■ Written exercise ■
Please print the following entries back word for word, leaving out the pictures.

■ Location identification entries ■
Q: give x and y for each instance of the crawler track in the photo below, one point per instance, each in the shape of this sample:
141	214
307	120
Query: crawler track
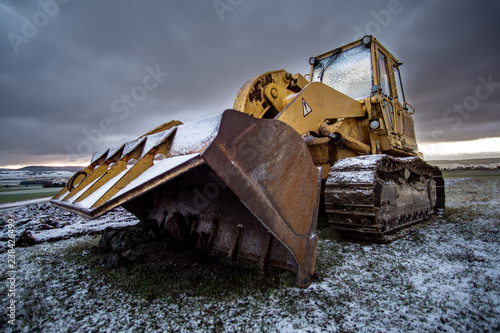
380	198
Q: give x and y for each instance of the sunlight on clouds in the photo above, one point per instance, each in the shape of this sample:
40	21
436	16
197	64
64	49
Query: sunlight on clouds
452	149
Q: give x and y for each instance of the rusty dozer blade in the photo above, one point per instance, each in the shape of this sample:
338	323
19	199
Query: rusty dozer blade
237	184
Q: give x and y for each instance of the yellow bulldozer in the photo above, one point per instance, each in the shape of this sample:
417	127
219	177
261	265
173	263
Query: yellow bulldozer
253	180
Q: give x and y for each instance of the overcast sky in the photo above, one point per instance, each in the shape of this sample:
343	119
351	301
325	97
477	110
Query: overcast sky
66	67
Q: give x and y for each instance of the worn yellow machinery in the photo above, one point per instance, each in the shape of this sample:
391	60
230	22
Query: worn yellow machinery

■ The response ■
Q: give x and y for each instance of the crawler track in the photo below, one point per instance, each in the shape of this sample:
141	214
307	120
Query: crawler track
380	198
Q: give x and y for each instance of the sunlight on clouds in the photo above, one point per instance, each in the shape of this sample:
40	21
436	16
197	64
64	49
Query: sunlight on clouds
452	149
Q: give x and y for each instance of the rusty dozer blade in the photo above, one point per instance, each in the shape of this sample:
338	323
19	199
Query: rusty dozer blade
237	184
Q: give x and y for each instance of the yellow bulldozer in the photo above, one point per instance, each in the shape of this sample:
417	127
219	177
261	265
173	263
Query: yellow bulldozer
253	180
Q: give x and y for each instance of the overcast sky in the photo above, one point per instance, each in the shape of this sample:
343	119
351	301
325	97
477	110
Query: overcast sky
66	67
Q: give x and y for each instance of the worn yellow machinery in the photo above, one point per instance, each in the shape of this sample:
391	60
230	22
Query: worn yellow machinery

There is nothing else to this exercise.